---- TEXTAUSWAHL
Im Nebentrakt der Wohnräume – in einer umgebauten ehemaligen Scheune – betritt man dazu zuerst einen überschaubaren Bühnenraum mit einem erhöhten Auftritts-Areal, darauf ein komplett aufgebautes Schlagzeug, an der Wand ein Klavier, dazwischen und davor zahllose Kabel, Hochleistungs-Mikrofone, Profi-Lautsprecher und allerlei elektronisches „Kleingerät“ für die Aufnahme.

Entscheidend für diese Aufnahmen sind unter anderem Raumgröße und Wandstruktur. Daher wurde vor der Einrichtung des Studios alles genau vermessen, der Raum schalldicht isoliert, an den Wänden zur Eindämmung von unerwünschten Effekten und zur Verbesserung der Klangqualität so genannte Absorber angebracht.

Das eigentliche Tonstudio ist im Regieraum nebenan untergebracht. Das Herzstück ist hier ein großes Mischpult mit einer für Laien verwirrenden Anzahl von Reglern und Anzeigen sowie ein darauf abgestimmter leistungsstarker Spezial-PC zur Audio-Bearbeitung. Mit zahllosen Kabeln und Steckern damit verbunden sind viele elektronische Spezialgeräte, etwa so genannte Audiowandler, Sound-Kompressoren und Studio- Lautsprecher – überschau- und beherrschbar nur noch von Profis wie Willi Müller, der das Geschehen auf der Bühne durch ein Fenster hinter dem Mischpult verfolgen und anleiten kann – etwa, wenn ein Part wiederholt werden soll.

Alles hier steht im Dienste des besten Ergebnisses. Es werden Lautstärken angepasst, Effekte hinzugefügt, einzelne Tonspuren bearbeitet, zusammengefügt und zu einem kohärenten und ausgewogenen Klangbild zusammengestellt. All das hat der autodidaktisch gebildete Willi Müller in der langen Zeit des Bestehens seiner Tonstudios schon immer erfolgreich gemacht.

Aber auch das genügte ihm noch nicht. Der Musiker und Techniker wollte nicht nur die Musik, sondern auch sich selbst perfektionieren. Er beschloss, sich auch noch im „reiferen Alter“ weiterzubilden und eine entsprechende berufliche Ausbildung zu durchlaufen. Der Ehrgeiz lohnte sich: Im letzten Jahr schloss er sein Studium zum Tontechniker (inklusive der Studienbereiche „Mastering“ und „Gesang“) erfolgreich ab.
--------
---- DATENSATZAUSZÜGE
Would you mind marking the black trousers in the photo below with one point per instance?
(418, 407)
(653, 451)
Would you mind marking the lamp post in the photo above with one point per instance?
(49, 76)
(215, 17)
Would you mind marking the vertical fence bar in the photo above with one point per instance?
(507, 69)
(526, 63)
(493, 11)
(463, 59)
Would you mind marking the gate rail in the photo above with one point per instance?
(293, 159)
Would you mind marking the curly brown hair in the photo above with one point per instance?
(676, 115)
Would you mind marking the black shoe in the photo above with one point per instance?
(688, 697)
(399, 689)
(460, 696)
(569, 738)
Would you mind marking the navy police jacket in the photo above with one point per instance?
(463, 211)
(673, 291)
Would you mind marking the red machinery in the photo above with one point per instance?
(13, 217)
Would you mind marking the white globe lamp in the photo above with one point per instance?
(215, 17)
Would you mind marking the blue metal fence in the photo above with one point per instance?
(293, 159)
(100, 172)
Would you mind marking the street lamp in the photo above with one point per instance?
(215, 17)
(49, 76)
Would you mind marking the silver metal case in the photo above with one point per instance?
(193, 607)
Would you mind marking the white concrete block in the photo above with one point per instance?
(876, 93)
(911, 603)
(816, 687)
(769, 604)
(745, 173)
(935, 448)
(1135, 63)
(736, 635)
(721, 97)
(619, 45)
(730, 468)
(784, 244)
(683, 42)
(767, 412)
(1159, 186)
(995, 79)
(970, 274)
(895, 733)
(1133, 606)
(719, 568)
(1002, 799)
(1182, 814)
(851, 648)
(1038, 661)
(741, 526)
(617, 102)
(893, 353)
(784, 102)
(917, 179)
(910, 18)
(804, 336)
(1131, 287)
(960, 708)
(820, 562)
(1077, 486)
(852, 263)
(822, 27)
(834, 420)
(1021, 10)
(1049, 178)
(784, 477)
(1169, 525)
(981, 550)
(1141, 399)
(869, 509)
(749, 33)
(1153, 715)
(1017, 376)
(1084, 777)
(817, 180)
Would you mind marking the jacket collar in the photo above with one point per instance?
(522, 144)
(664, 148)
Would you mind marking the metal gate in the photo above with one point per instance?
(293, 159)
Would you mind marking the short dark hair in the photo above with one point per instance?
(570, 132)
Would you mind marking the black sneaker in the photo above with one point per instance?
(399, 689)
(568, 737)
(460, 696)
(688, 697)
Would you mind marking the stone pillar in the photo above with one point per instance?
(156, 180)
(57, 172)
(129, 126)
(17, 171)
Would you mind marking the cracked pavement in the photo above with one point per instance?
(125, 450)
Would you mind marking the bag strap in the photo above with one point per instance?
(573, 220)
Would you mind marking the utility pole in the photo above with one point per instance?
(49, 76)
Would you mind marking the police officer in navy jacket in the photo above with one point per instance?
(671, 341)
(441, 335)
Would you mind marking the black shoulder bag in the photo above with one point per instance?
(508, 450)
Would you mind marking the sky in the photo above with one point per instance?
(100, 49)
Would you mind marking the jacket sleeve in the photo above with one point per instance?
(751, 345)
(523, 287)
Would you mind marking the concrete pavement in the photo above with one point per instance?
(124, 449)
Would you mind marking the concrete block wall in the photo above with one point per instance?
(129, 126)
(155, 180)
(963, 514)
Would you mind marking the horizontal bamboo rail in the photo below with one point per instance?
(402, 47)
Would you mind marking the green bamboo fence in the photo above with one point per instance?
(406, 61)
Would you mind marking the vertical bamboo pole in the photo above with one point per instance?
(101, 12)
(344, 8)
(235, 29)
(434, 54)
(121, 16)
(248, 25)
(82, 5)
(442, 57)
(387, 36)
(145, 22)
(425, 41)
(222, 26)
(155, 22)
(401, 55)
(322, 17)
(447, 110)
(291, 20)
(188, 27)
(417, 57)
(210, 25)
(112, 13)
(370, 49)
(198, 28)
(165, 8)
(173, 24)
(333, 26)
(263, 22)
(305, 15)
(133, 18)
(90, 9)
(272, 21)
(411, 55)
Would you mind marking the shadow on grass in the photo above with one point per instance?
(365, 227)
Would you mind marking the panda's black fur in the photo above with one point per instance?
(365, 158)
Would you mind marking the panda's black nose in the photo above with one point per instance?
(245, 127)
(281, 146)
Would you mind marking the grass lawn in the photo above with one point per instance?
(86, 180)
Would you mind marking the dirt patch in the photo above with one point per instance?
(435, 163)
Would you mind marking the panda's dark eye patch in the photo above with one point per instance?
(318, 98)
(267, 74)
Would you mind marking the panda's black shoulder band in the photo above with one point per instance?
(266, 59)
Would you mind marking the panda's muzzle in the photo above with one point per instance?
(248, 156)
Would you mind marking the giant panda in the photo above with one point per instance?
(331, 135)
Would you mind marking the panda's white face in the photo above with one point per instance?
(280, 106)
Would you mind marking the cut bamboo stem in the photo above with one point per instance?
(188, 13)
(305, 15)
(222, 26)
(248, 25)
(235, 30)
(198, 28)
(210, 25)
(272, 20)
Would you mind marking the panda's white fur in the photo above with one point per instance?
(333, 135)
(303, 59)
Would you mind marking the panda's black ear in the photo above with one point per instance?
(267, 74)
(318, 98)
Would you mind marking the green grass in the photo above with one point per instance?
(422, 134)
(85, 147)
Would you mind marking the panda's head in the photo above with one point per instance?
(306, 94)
--------
• AUFGABENSTELLUNG: Gib aus dem Text über das Tonstudio die Passage zwischen „Das eigentliche Tonstudio“ und „wiederholt werden soll.“ einschließlich wortgetreu wieder.

• ENDERGEBNIS:
Das eigentliche Tonstudio ist im Regieraum nebenan untergebracht. Das Herzstück ist hier ein großes Mischpult mit einer für Laien verwirrenden Anzahl von Reglern und Anzeigen sowie ein darauf abgestimmter leistungsstarker Spezial-PC zur Audio-Bearbeitung. Mit zahllosen Kabeln und Steckern damit verbunden sind viele elektronische Spezialgeräte, etwa so genannte Audiowandler, Sound-Kompressoren und Studio- Lautsprecher – überschau- und beherrschbar nur noch von Profis wie Willi Müller, der das Geschehen auf der Bühne durch ein Fenster hinter dem Mischpult verfolgen und anleiten kann – etwa, wenn ein Part wiederholt werden soll.